* TEXT SHOWN:
Our story begins with an email from Miyako-san from Winnipeg who comes from Yamagata-ken (prefecture) just as Yayoi does. She let us know that there was a volunteering opportunity through a church based organization in Japan working on the Asadori Project. Yayoi emailed back and forth with Kodera-sensei until the details had been ironed out. Kodera-sensei is part of an organization MSR+ for Miyagi South Relief and publishes the web page 'M'iyagi 'S'outh 'R'elief+. I am sure donations would be very welcome!
On September 23, 2012 late afternoon Akio Okano took us to the nearby freeway interchange where Kodera-sensei (Wesleyan Church pastor) picked up these two 'hitch hikers'. He had just been to Narita airport where a mother and daughter had just flown in from Fukuoka, Kyushu. We drove north through Ibaraki, Fukushima to a community in southern Miyagi Prefecture called Iwanuma. We arrived at a community centre here at ten pm after about five hours on the road including two Service Area rest stops. Five of us slept here and had an interesting breakfast in the morning with the help of his son Tadashi-kun who appeared with various locally grown vegetables. Afterwards we were taken to the property of the community leader (cucumber grow op). Here was an impressive looking deck, gazebo and metal sheds around a courtyard of soil. The decking and gazebo were in need of wood preservative. The carpenters on site were proud to inform us that the 2 x 4 style lumber came from Canada (Tolko). The structure has been built on faith with the hope that funds will come from Canada after a board meeting of HOPE International Development Agency. Since the weather was rainy we were not able to paint on September 24 and instead we built a couple of benches with left over lumber and a couple of other jobs.

* DATA BELOW:
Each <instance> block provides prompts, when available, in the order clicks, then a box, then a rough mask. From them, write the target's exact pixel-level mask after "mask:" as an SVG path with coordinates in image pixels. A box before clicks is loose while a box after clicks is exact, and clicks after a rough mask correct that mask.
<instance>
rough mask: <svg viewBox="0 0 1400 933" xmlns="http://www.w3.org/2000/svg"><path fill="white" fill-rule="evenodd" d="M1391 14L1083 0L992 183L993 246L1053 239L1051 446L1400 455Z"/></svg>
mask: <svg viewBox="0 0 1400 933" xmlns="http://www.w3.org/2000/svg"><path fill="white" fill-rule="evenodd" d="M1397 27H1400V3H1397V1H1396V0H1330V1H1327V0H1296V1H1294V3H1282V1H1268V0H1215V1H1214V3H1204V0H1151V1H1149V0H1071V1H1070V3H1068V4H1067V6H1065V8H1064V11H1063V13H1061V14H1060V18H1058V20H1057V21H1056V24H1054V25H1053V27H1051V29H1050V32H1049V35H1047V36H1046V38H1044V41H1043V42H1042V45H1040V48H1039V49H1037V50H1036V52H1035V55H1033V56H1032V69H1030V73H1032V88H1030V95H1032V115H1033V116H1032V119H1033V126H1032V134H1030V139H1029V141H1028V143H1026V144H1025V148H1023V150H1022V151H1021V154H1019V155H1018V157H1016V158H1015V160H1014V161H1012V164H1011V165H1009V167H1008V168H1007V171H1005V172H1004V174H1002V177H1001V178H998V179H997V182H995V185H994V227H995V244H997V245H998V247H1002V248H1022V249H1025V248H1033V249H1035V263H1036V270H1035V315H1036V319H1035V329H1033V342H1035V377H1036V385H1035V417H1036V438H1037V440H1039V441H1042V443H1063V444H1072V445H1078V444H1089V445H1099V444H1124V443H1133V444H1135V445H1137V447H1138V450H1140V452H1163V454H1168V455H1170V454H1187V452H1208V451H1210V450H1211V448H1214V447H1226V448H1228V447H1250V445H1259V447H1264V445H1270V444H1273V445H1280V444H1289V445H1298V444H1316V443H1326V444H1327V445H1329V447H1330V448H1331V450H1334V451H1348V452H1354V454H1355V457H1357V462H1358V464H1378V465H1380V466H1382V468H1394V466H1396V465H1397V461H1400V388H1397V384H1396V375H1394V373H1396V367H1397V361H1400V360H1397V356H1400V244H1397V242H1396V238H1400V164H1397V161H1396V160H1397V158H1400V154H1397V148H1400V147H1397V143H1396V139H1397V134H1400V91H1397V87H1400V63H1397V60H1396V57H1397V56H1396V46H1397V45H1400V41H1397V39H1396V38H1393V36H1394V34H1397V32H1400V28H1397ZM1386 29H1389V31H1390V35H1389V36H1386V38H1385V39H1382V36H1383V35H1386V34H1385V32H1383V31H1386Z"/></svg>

* WORK TO COMPLETE:
Please edit the account of the relief volunteering trip by writing out the part between "Our story begins" and "be very welcome!", inclusive, with "church based" changed to "church-based".

* REPLY TO THE TASK:
Our story begins with an email from Miyako-san from Winnipeg who comes from Yamagata-ken (prefecture) just as Yayoi does. She let us know that there was a volunteering opportunity through a church-based organization in Japan working on the Asadori Project. Yayoi emailed back and forth with Kodera-sensei until the details had been ironed out. Kodera-sensei is part of an organization MSR+ for Miyagi South Relief and publishes the web page 'M'iyagi 'S'outh 'R'elief+. I am sure donations would be very welcome!